Provided information Start Marker

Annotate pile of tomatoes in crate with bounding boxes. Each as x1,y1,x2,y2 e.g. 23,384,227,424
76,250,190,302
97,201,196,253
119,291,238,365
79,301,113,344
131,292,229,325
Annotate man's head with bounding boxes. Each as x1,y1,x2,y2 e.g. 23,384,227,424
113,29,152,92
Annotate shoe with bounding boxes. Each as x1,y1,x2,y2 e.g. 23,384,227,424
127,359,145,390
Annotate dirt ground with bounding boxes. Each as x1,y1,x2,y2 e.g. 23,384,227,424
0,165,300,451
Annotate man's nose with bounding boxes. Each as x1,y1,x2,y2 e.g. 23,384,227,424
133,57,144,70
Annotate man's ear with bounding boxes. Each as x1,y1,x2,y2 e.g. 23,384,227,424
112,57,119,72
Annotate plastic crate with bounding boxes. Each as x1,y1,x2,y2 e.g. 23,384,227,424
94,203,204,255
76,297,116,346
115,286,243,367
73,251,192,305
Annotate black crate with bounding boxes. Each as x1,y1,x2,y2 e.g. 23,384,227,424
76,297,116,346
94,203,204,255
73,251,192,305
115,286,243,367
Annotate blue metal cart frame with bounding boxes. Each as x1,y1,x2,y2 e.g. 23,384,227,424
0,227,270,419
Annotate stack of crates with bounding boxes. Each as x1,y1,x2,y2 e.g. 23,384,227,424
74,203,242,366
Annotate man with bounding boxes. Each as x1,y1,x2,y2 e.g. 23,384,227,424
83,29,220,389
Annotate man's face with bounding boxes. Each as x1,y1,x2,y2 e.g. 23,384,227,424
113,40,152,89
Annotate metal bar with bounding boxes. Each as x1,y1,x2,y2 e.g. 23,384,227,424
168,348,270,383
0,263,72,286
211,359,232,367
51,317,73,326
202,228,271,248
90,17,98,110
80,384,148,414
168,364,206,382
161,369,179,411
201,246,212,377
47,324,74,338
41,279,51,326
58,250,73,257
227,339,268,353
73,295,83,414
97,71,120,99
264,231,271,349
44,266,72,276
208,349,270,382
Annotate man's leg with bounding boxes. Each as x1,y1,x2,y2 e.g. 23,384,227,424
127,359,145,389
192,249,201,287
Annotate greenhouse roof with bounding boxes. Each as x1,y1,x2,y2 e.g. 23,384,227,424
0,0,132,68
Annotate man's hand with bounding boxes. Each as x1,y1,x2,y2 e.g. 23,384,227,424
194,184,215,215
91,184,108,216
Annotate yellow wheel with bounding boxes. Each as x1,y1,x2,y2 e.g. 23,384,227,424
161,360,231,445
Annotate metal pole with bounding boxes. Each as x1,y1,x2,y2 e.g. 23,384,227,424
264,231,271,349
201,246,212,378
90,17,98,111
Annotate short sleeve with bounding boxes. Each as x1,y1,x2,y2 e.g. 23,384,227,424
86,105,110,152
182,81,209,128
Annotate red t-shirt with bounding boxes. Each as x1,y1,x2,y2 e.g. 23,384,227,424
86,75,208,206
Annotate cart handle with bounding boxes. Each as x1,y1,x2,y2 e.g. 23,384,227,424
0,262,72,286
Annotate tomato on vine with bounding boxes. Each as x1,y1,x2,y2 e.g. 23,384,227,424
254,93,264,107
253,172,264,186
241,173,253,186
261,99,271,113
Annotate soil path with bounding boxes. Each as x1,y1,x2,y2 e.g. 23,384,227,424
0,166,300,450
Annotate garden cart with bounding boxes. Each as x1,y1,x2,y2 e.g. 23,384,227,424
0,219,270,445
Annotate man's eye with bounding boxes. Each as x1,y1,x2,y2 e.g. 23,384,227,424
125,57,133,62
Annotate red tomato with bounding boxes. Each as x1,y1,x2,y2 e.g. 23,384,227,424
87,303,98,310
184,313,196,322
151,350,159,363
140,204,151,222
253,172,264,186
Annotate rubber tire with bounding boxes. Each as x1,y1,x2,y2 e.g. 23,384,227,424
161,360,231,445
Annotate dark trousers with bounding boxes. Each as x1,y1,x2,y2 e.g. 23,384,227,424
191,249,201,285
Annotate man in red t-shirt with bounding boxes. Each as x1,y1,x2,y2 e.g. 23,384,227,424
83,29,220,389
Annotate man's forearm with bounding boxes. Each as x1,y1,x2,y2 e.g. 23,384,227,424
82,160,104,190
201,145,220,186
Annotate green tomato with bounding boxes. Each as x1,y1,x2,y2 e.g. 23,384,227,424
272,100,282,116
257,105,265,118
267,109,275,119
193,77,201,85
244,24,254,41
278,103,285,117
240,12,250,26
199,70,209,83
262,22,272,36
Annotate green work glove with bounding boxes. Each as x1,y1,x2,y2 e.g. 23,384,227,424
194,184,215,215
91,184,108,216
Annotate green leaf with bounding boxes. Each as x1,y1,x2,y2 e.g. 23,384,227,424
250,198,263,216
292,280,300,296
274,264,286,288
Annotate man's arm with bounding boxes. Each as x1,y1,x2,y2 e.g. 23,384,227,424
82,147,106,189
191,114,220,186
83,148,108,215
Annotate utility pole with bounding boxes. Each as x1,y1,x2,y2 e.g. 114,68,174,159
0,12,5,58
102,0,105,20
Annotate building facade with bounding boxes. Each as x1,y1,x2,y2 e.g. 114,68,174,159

Provided information End Marker

= Directions =
Repeat all the entries above without altering anything.

= Solution to this exercise =
Annotate pile of tomatoes in crate with bounding boxes. Each as x1,y1,x2,y2 e.g. 23,384,227,424
76,250,190,302
97,201,196,253
119,291,238,365
79,301,113,344
131,292,229,325
Annotate man's head with bounding boxes. Each as x1,y1,x2,y2 e.g. 23,384,227,424
113,29,152,92
Annotate shoe with bounding boxes. Each as x1,y1,x2,y2 e.g. 23,384,227,424
127,359,145,390
Annotate dirt ground with bounding boxes. Each as x1,y1,x2,y2 e.g. 23,384,227,424
0,165,300,451
Annotate man's nose with bounding boxes. Each as x1,y1,x2,y2 e.g. 23,384,227,424
133,57,144,70
Annotate man's ear with bounding boxes. Each as x1,y1,x2,y2 e.g. 23,384,227,424
112,57,119,72
Annotate plastic crate with bounding boxes. Each as x1,y1,x2,y2 e.g. 23,384,227,424
94,203,204,255
76,297,116,346
115,286,243,367
73,251,192,305
Annotate black crate with bounding boxes. Each as x1,y1,x2,y2 e.g. 23,384,227,424
76,297,116,346
94,203,204,255
73,251,192,305
115,286,243,367
Annotate blue metal cart frame with bounding boxes. Each as x1,y1,x2,y2 e.g. 23,384,227,424
0,227,270,419
Annotate stack of crates with bounding boxes. Each as x1,y1,x2,y2 e.g. 23,384,227,424
74,203,242,366
Annotate man with bounding boxes. Each as x1,y1,x2,y2 e.g. 23,384,227,424
83,29,220,389
Annotate man's face with bounding boxes. Each as x1,y1,x2,y2 e.g. 23,384,227,424
113,40,152,89
Annotate metal bar with bounding boxes. Each as x1,y1,x2,y2 e.g. 23,384,227,424
168,348,270,383
0,263,72,286
211,359,232,367
51,317,73,326
202,228,271,248
90,17,98,110
80,384,148,414
168,364,206,382
161,369,179,411
201,246,212,377
47,324,74,338
41,279,51,326
58,250,73,257
227,339,268,353
73,295,83,414
97,71,120,99
264,231,271,349
44,266,72,276
208,349,270,382
Annotate man's leg with bounding boxes. Each as x1,y1,x2,y2 e.g. 23,384,227,424
127,359,145,389
192,249,201,287
Annotate greenhouse roof with bounding boxes. Each as x1,y1,x2,y2 e.g. 23,384,227,424
0,0,132,68
Annotate man's hand with bounding boxes. Each as x1,y1,x2,y2 e.g. 23,384,227,424
194,184,215,215
91,184,108,216
Annotate yellow wheel with bounding boxes. Each as x1,y1,x2,y2 e.g. 23,384,227,424
161,360,231,445
Annotate metal pole with bounding boxes. Each as x1,y1,x2,y2 e.g. 23,384,227,424
264,231,271,349
201,246,212,378
90,17,98,111
Annotate short sleeve with bounding boxes. Each as x1,y1,x2,y2 e.g. 23,384,227,424
86,105,110,152
182,81,209,128
Annotate red t-shirt with bounding boxes. Each as x1,y1,x2,y2 e.g. 23,384,227,424
86,75,208,206
Annotate cart handle with bounding boxes. Each as x1,y1,x2,y2 e.g. 23,384,227,424
0,262,72,286
Annotate tomato on vine with bounding boxes. Each as x1,y1,x2,y2 e.g. 23,384,227,424
254,93,264,107
253,172,264,186
241,173,253,186
261,99,271,113
Annotate soil path with bounding boxes. Each as x1,y1,x2,y2 e.g. 23,384,227,424
0,166,300,450
Annotate garden cart with bounding boxes. Each as x1,y1,x2,y2 e.g. 23,384,227,424
0,219,270,445
Annotate man's eye with bounding boxes. Each as x1,y1,x2,y2 e.g. 23,384,227,424
125,57,133,62
Annotate red tomato with bounding boxes. Each as x1,y1,x2,y2 e.g. 23,384,227,424
87,303,98,310
184,313,196,322
151,350,159,363
140,204,151,222
253,172,264,186
Annotate rubber tire with bounding boxes. Each as x1,y1,x2,y2 e.g. 23,384,227,424
161,360,231,445
Annotate dark trousers with bounding boxes. Each as x1,y1,x2,y2 e.g. 23,384,227,424
191,249,201,285
Annotate man in red t-shirt with bounding boxes. Each as x1,y1,x2,y2 e.g. 23,384,227,424
83,29,220,389
Annotate man's forearm with bounding boxes. Each as x1,y1,x2,y2 e.g. 23,384,227,424
82,160,104,190
201,145,220,186
Annotate green tomato with bounding boxes. Each as x1,y1,x2,y2 e.g. 23,384,227,424
272,100,282,116
257,105,265,118
267,109,275,119
193,77,201,85
244,24,254,41
278,103,285,117
240,12,250,26
199,70,209,83
262,22,272,36
Annotate green work glove with bounding boxes. Each as x1,y1,x2,y2 e.g. 23,384,227,424
194,184,215,215
91,184,108,216
Annotate green leaf with bounding boxes. Each as x1,y1,x2,y2 e.g. 23,384,227,424
250,198,263,216
292,280,300,296
274,264,286,288
Annotate man's arm with bounding boxes. Each as x1,y1,x2,y2 e.g. 23,384,227,424
82,147,106,189
191,114,220,186
83,148,108,215
Annotate utility pole with bounding boxes. Each as x1,y1,x2,y2 e.g. 114,68,174,159
0,12,5,58
102,0,105,20
Annotate building facade with bounding boxes. Each as x1,y1,x2,y2 e.g. 114,68,174,159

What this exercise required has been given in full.